→ Given request
Copy out the listing word for word, taking everything from the line containing "Get pronghorn bounding" down to the line containing "Get pronghorn ear", with both of those lines included.

→ Task data
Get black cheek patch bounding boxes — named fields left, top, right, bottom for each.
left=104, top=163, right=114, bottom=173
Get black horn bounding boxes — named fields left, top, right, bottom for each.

==

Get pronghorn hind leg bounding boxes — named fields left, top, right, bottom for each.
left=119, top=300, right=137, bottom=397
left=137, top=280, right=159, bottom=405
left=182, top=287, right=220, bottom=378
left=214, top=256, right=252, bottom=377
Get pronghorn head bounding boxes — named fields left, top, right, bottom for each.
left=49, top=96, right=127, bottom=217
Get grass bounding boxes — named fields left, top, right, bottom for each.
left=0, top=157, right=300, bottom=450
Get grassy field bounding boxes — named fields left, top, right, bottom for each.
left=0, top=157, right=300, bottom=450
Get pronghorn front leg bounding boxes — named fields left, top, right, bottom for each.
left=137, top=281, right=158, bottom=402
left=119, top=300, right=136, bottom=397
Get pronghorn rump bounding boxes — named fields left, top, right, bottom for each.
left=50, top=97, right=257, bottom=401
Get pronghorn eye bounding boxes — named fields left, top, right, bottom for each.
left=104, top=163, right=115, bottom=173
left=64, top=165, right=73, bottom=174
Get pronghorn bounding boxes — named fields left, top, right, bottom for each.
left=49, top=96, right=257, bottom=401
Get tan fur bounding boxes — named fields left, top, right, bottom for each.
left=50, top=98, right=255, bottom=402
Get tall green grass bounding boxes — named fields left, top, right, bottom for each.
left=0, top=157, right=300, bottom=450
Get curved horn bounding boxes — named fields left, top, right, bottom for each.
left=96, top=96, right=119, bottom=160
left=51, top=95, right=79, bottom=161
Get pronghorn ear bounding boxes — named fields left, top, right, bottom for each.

==

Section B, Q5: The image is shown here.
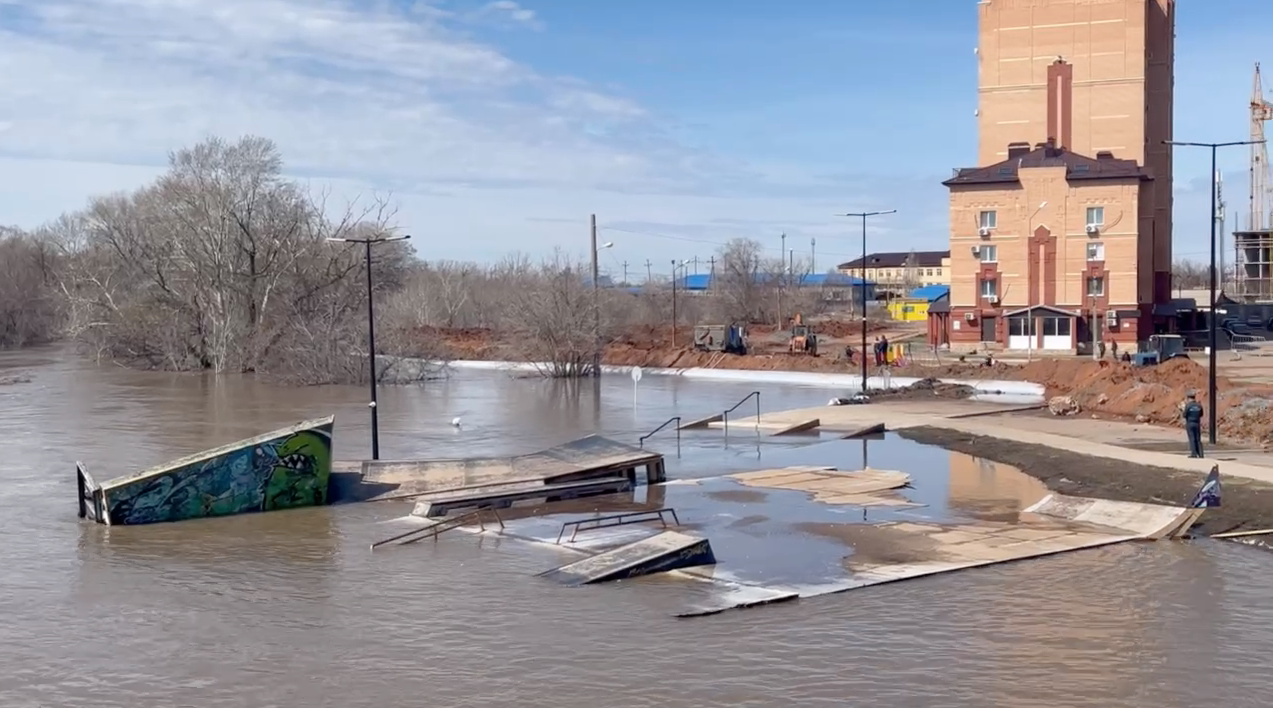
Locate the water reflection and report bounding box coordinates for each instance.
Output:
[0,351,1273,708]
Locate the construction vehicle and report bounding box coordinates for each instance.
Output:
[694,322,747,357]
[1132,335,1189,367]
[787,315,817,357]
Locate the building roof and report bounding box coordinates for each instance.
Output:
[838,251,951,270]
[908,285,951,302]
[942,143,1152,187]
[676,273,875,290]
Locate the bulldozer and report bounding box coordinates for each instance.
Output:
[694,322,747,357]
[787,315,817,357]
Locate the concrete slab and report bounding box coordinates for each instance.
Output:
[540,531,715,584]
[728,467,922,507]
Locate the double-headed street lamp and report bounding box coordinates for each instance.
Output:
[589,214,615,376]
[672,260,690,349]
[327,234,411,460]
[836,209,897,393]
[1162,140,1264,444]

→ Result of this exercise
Get pronghorn bounding boxes — named fields left, top, right, bottom for each.
left=49, top=96, right=257, bottom=401
Get tan fur bounding boxes — named fields left, top, right, bottom for each.
left=50, top=98, right=255, bottom=402
Get tall green grass bounding boxes — named fields left, top, right, bottom for each.
left=0, top=157, right=300, bottom=450
Get curved horn bounding boxes — named fields left, top, right, bottom for each.
left=96, top=96, right=119, bottom=160
left=51, top=95, right=79, bottom=161
Get pronghorn ear bounding boxes — named fields left, top, right, bottom for each.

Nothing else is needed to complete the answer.